### WHAT NEEDS TO BE DONE
Transcribe word for word the part of the forum thread below, starting at "Good! You now" and ending at "particular gay wonderland...".

### PASSAGE
>> Start

Title says it all. In an effort to lighten me up, people have told me that I should embrace solitude and that I should enjoy my freedom. I've been doing that for years, and it's getting old. I'm sick of missing out on the good and the bad, I'm ready to have someone in my life.
Good! You now know you're ready! What specific and concrete steps will you be taking to meet people? I presume you are in New York City? If you are, there are a few of our Later-in-Life posters who could guide you through that particular gay wonderland...
Haha I wish I was in the city. I live upstate... it's not bad, I like the privacy, but my town's as straight as a ruler. You know, rednecks and conservatives and such... Anyway, I guess I'm just gonna have to wait... I hope I'll find someone at school this year, luckily my college is one of the gayest in the state, but that doesn't necessarily mean that I'll find the right guy. After all, many of the good ones are already taken, you know how that goes.
If you're in Northern NY you must be relatively close to Montreal. If you ever get the chance you should scoot up north of the border and check out the gayness of our town lol! Don't fret, the one you find will be a good one!
I won't tell you to enjoy your solitude; just get used to it. I'm going through the same thing. I have a wonderful family and friends, but it's not like having a significant other. So honestly...just get used to it. I am not sure how that happens, but it does. I will admit that I recently joined a dating/hookup site. I was excited because I finally thought I'd find SOMETHING. Hah. I was wrong. There's either creepers or losers or just...nothing. I realized I didn't want it to be like that, so instead of looking for more, I really decided to just do my thing. Hopefully, our time will come. Don't push yourself.

>> End

### COLLECTED DATA
>> Start

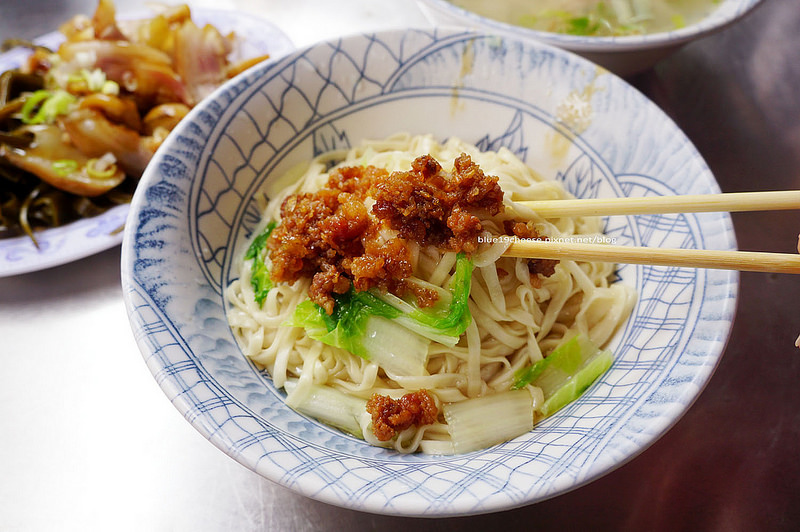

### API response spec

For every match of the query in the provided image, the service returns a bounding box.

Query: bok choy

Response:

>> End

### EXERCISE SOLUTION
Good! You now know you're ready! What specific and concrete steps will you be taking to meet people? I presume you are in New York City? If you are, there are a few of our Later-in-Life posters who could guide you through that particular gay wonderland...